■ **Given passage**

--- BEGIN ---

March 2, 2020 1:58 a.m.

Moving up California’s primary date from June to March could create unintended consequences for upcoming elections, UCLA professors said.

California will join 13 other states and American Samoa in voting on March 3, when 34% of the 3,979 delegates will be assigned to Democratic presidential candidates. The change was proposed by the office of the California Secretary of State and approved by Gov. Jerry Brown in 2017.

Pushing the primary up to Super Tuesday is supposed to give California a bigger say in choosing the presidential nominee, said Mark Peterson, a public policy professor.

“(In) the past, when California would hold its primary in June, pretty much by that time who was gonna be the nominee from either party was more or less settled,” Peterson said. “It didn’t make a lot of sense that California, the largest state in the country (by population), was so insignificant or inconsequential to the process.”

However, moving the primary date up to March might not make a difference after all, said Jeffrey Lewis, a political science professor.

“In general, when we think about moving it up, the idea is that the sequence of the contest affects who the ultimate winner is and you get more influence if you’re earlier in the process,” Lewis said. “The problem is there could have been a lot of influence at the end.”

Holding the primaries in June made California more relevant in the race between Bernie Sanders and Hillary Clinton in 2016, as it showed which contender ended up having the lead, Lewis said. Clinton won California that year before eventually clinching the nomination.

Candidates’ performance in the March primaries could serve as an indicator of their future performances, Lewis added. But these candidates might have the same outcome regardless of what time of the year primaries took place, he said.

“Think about a basketball team or football team,” Lewis said. “They don’t lose games late in the season because they lost earlier in the season, they lose games late in the season because they’re not very good at winning games.”

A few factors can complicate the primaries, one being that the process is confusing for the 5 million voters in California who are registered with no-party preference, said John Zaller, a political science professor.

Independent voters have to request a crossover ballot by mailing a postcard they receive from the county register. Many are unaware they are nonpartisan and do not know the specific procedures for getting a crossover ballot.

“People are going to be confused as independents about how to get a ballot to participate,” Peterson said, “It’s supposed to be pretty straightforward at the voting centers, whether or not people understand that when they want to vote by mail. I think it’s harder.”

Critics have also raised concerns that the California primary may appropriate its delegates unfairly, Zaller said.

In California and many other states, candidates must reach a 15% threshold of votes to get any delegates. This means that a candidate with 14% of the votes will get no delegates and his or her delegates will be discarded and awarded proportionally to those who breached the threshold.

This means front-runner candidates will be disproportionately rewarded, Zaller said. In early primary states, this has already rewarded the Democratic presidential front-runner Bernie Sanders, he added.

--- END ---

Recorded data

--- BEGIN ---

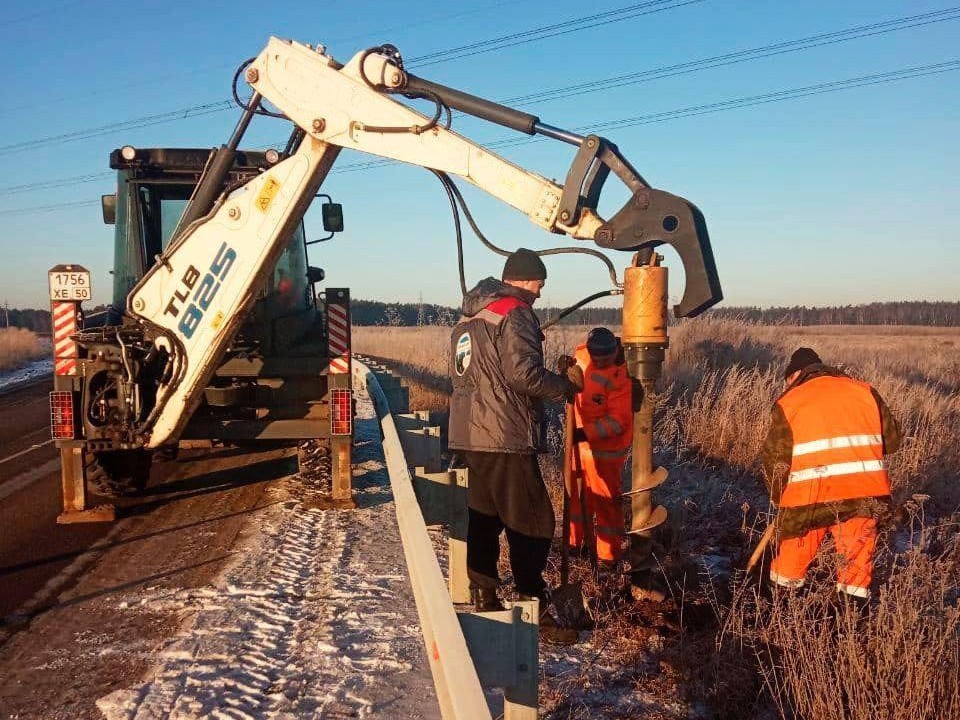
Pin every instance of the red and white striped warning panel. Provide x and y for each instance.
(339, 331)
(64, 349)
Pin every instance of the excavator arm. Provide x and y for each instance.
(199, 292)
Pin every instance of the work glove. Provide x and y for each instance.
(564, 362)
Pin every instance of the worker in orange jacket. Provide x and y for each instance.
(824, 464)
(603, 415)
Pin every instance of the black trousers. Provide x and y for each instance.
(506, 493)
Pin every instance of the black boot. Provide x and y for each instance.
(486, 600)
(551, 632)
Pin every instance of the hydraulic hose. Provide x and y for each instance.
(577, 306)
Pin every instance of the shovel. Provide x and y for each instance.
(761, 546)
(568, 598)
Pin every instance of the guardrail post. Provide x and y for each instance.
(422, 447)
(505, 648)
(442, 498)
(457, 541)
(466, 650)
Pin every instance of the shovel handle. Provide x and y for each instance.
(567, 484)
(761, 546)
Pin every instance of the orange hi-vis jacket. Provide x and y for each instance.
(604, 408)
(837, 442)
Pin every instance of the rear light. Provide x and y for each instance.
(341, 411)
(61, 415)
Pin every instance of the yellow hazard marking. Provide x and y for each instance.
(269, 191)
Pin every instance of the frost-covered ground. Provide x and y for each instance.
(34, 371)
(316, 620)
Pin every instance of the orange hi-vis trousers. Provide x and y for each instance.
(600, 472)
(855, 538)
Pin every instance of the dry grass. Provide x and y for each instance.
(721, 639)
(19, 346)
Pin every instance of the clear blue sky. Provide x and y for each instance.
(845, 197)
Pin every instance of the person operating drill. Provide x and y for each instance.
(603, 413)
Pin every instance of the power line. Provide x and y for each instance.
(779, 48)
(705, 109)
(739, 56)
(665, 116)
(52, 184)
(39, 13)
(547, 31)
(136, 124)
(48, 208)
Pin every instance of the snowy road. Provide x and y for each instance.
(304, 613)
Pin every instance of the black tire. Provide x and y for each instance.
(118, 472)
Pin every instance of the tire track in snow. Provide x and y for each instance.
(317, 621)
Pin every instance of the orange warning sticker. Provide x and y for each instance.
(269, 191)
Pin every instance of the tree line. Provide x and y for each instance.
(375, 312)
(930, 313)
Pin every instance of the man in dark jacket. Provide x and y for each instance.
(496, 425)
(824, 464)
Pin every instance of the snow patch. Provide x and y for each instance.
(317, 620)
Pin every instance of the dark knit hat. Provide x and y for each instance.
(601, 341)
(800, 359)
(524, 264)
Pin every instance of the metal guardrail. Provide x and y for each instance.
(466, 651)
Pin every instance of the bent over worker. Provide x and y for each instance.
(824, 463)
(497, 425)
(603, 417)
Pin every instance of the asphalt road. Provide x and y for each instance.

--- END ---

■ **Work to do**
Copy the passage on California's primary word for word, from "Pushing the primary" up to and including "public policy professor.". The records play no part in the work here.

■ **Solution for this exercise**
Pushing the primary up to Super Tuesday is supposed to give California a bigger say in choosing the presidential nominee, said Mark Peterson, a public policy professor.